TASK PROMPT >> Add 82 to every bounding box coordinate in the answers, then write out again the stretch from the line containing "Running a dermatology" through the line containing "[0,435,373,550]", requests included. Reproduce only those lines.

DATA EXTRACT >>
§

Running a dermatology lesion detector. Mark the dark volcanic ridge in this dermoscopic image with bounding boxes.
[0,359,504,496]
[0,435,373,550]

§

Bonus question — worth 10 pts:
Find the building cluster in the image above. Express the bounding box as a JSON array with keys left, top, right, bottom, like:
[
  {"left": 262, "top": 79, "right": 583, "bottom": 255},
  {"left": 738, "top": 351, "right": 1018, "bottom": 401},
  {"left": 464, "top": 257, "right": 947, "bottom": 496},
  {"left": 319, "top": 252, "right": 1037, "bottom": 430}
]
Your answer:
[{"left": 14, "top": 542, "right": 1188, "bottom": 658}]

§

THE REPLY >>
Running a dermatology lesion detector. Mark the dark volcanic ridge in this dermoscopic image with bounding boxes.
[82,441,586,578]
[82,517,455,632]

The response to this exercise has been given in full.